#### Document section
....

By Rowaida Abdelaziz

From Huffington Post | Original Article

The U.S. government has long celebrated having immigrants in the military, but Sofya Aptekar’s new book shows it’s a much more complicated story.

The U.S. government has long celebrated having immigrants in the military and has touted the 158,000 people who have earned citizenship through service since 2002.

More than 10,600 service members were naturalized during a one-year period ending last September alone. To become eligible to apply for naturalization, an immigrant must have served honorably for a minimum of a year and have a certain immigration status at the time of the naturalization interview, among other requirements.

But immigrants in the military have also reported delayed timelines for the naturalization process and long periods of being trapped in bureaucratic limbo; some U.S. veterans have even been deported.

Sofya Aptekar, an associate professor at the City University of New York School of Labor and Urban Studies, takes a critical look at how the U.S. military uses the promise of citizenship to recruit immigrants under false premises. For her new book, “Green Card Soldier: Between Model Immigrant and Security Threat,” which is coming out next month, she interviewed more than 70 noncitizen soldiers from 23 countries.

....

Records from a data collection
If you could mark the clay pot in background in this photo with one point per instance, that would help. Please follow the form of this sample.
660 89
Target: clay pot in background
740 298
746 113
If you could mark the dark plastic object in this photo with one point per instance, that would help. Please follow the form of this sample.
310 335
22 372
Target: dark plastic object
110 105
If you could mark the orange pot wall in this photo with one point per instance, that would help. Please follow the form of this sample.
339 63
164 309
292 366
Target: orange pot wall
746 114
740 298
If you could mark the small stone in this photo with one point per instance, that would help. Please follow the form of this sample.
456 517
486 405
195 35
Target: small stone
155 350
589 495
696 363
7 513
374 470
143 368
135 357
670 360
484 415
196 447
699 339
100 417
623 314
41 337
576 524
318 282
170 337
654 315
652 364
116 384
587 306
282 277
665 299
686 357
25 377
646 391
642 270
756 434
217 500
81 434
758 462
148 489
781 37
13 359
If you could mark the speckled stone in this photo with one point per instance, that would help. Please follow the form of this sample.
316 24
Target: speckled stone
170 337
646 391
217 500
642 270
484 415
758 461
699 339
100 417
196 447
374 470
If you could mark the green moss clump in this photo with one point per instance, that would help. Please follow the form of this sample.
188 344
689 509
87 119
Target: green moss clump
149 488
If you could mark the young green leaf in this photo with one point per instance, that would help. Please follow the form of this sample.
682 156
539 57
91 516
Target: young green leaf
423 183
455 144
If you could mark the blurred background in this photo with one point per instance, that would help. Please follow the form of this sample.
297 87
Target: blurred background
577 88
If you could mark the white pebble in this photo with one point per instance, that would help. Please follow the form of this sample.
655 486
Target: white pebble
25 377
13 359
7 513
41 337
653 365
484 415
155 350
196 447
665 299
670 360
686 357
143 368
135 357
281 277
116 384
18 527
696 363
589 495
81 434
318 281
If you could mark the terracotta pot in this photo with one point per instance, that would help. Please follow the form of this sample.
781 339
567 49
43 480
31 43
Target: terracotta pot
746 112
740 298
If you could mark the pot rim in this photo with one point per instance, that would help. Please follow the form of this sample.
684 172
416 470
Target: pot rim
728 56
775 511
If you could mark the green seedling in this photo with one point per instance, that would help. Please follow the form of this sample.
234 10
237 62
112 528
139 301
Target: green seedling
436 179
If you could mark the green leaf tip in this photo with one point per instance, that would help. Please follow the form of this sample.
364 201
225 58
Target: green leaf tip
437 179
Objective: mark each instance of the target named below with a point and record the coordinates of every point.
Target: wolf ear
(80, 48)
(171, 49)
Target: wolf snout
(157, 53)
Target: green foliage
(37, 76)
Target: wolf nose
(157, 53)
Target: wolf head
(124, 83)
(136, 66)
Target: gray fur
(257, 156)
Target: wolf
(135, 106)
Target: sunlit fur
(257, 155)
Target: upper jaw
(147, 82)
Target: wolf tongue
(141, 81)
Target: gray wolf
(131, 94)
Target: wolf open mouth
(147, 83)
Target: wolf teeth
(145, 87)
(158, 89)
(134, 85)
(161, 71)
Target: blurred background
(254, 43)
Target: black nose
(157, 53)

....

#### Work instructions
1 - Copy the part of the article on immigrants in the U.S. military starting with "More than 10,600" and going on through "even been deported.".
2 - Answer these questions from the article on immigrants in the U.S. military:
(a) How many people have earned citizenship through military service since 2002?
(b) What is the minimum period of honorable service needed to become eligible to apply for naturalization?
(c) How many noncitizen soldiers did Sofya Aptekar interview for her book?
Rely only on the article for your answers.

#### Solved problems
1 -
More than 10,600 service members were naturalized during a one-year period ending last September alone. To become eligible to apply for naturalization, an immigrant must have served honorably for a minimum of a year and have a certain immigration status at the time of the naturalization interview, among other requirements.

But immigrants in the military have also reported delayed timelines for the naturalization process and long periods of being trapped in bureaucratic limbo; some U.S. veterans have even been deported.

2 -
(a) 158,000 people.
(b) A year.
(c) More than 70.